> **Source excerpt**:
# 20Q!!!



## WrittenFromUtopia (Feb 15, 2006)

This site is awesome... It is an AI system designed to guess pretty much whatever you are thinking of in around 20 questions or less. It works almost every time, as long as you play by the rules. I highly recommend buying one of the small handheld 20Q's for endless fun, or even the larger desktop version.


----------



## ChristopherPaul (Feb 15, 2006)

Neat!

Someone else try Eraser. I did eraser and it was totally stumped. I am curious if perhaps I did not answer the questions correctly (I was not trying to stump it, I answered all the questions as honestly as I could).


----------



## bradofshaw (Feb 15, 2006)

Couldn't guess cracker. Doesn't work with abstract answers. I should have said it was sometimes square, but I was thinking of a round cracker. Oh well, I still win.

You were thinking of a cracker.
Do you use it at night? You said Sometimes, I say No.
Is it a renewable resource? You said Yes, I say No.
Is it square shaped? You said No, I say Yes.
Does it get shorter from using it? You said Depends, I say Probably.
Is it comforting? You said Sometimes, I say No.
Does it involve contact with other humans? You said Yes, I say No.
Does it have a good smell? You said Depends, I say Yes.
Is it a specific color? You said Depends, I say Yes.


How is a cracker not a renewable resource? I suppose its not a resource.


One time when my freinds and I were playing this in the car, I guessed my freind's object which was the law code of hammurabi. He was so upset. One of mine that stumped them was Philip Melancthon


----------



## bradofshaw (Feb 15, 2006)

You were thinking of a sin.
Is it a primate? You said No, I say Yes.
Do you find it in the sky? You said Yes, I say No.
Does it grow over time? You said Depends, I say Yes.
Contradictions Detected
The opinions of the AI are its own and are based on the input of people playing. It does not matter if our answers disagree, as over time my answers will change to reflect common knowledge. If you feel that I am in error, the only way to fix it is to play again.

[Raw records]
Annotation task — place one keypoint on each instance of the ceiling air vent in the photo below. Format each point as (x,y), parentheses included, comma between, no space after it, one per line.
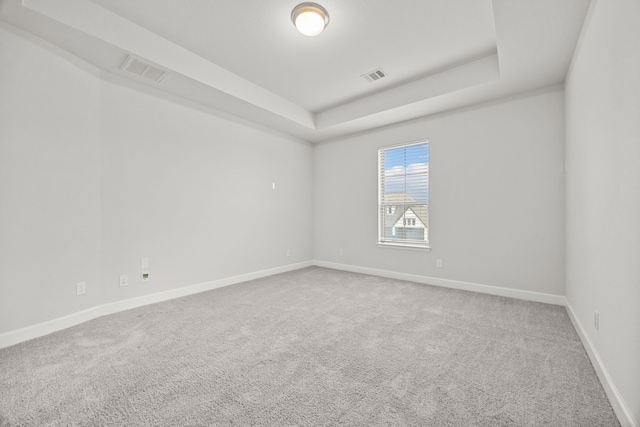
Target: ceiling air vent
(374,75)
(143,69)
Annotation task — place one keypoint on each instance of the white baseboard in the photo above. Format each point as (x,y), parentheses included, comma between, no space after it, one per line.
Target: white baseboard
(453,284)
(30,332)
(617,402)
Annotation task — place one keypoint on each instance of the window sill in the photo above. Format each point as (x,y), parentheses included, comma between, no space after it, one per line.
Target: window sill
(404,246)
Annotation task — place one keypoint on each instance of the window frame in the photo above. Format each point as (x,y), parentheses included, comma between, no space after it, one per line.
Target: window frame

> **Challenge**: Write the next part of the forum thread about the 20Q guessing game, picking up after its last line.

> **Response to the exercise**:
----------



## WrittenFromUtopia (Feb 15, 2006)

It guessed "vodka" for us one time, it specifically said "vodka", not just liquor or whatever. It also guessed "dragon" for us and "leprechaun."


----------



## Authorised (Feb 15, 2006)

I tried tobacco and it guessed it correctly.


I was amazed.


And I should be doing homework right now...


----------



## Authorised (Feb 15, 2006)

Q23. Does your mom know you like that? I am not allowed to talk about stuff like this, but, I am guessing that it has something to do with poop?



 

[Edited on 2-15-2006 by Authorised]


----------



## C. Matthew McMahon (Feb 15, 2006)

I tired "angel" and it got it on 19.


----------



## C. Matthew McMahon (Feb 15, 2006)

Rubik's Cube baby! 27 questions - I win.


----------



## Mike (Feb 15, 2006)

I played with this thing a few years back and I think it was better then.


----------



## cupotea (Feb 15, 2006)

It even picked "sewing needle"! And it didn't just say "needle", but specified "sewing." Weird


----------



## Civbert (Feb 15, 2006)

I was thinking about the MS Access database program and it took 30 questions, but the prior guess was "is it a daughter?" What's the connection? And the implications of that???


----------



## Pergamum (Feb 15, 2006)

cassowary bird...Iwon!!!!


----------



## smhbbag (Feb 15, 2006)

I love this thing


----------



## turmeric (Feb 15, 2006)

lapis lazuli


----------



## ChristopherPaul (Feb 17, 2006)

> _Originally posted by C. Matthew McMahon_
> Rubik's Cube baby! 27 questions - I win.



Huh, I wonder if it improved since then. I just tried Rubik's cube and it got it within 17 questions:



> Q17. I am guessing that it is a Rubik's cube?
> Right, Wrong, Close
> 
> --------------------------------------------------------------------------------
> ...


----------



## satz (Feb 17, 2006)

Some of the questions are really pretty vague making it hard to know what to answer.

I was thinking of a skirt and it couldn't get it in 30. Maybe i didn't answer something correctly.


----------



## satz (Feb 17, 2006)

oK.. I tried 'dog' and it nailed me on 17


----------



## satz (Feb 17, 2006)

hehe... i win again... it couldn't get 'squid'.

It did try octopus on qn 19 though... whew!

[Edited on 2-17-2006 by satz]


----------



## kceaster (Feb 17, 2006)

It'll never guess God, because God is beyond the logic that it took to program the guesses.

KC


----------



## SolaScriptura (Feb 17, 2006)

I thought of a tank... it took until question 29 to get it! I win!!!


----------



## SolaScriptura (Feb 17, 2006)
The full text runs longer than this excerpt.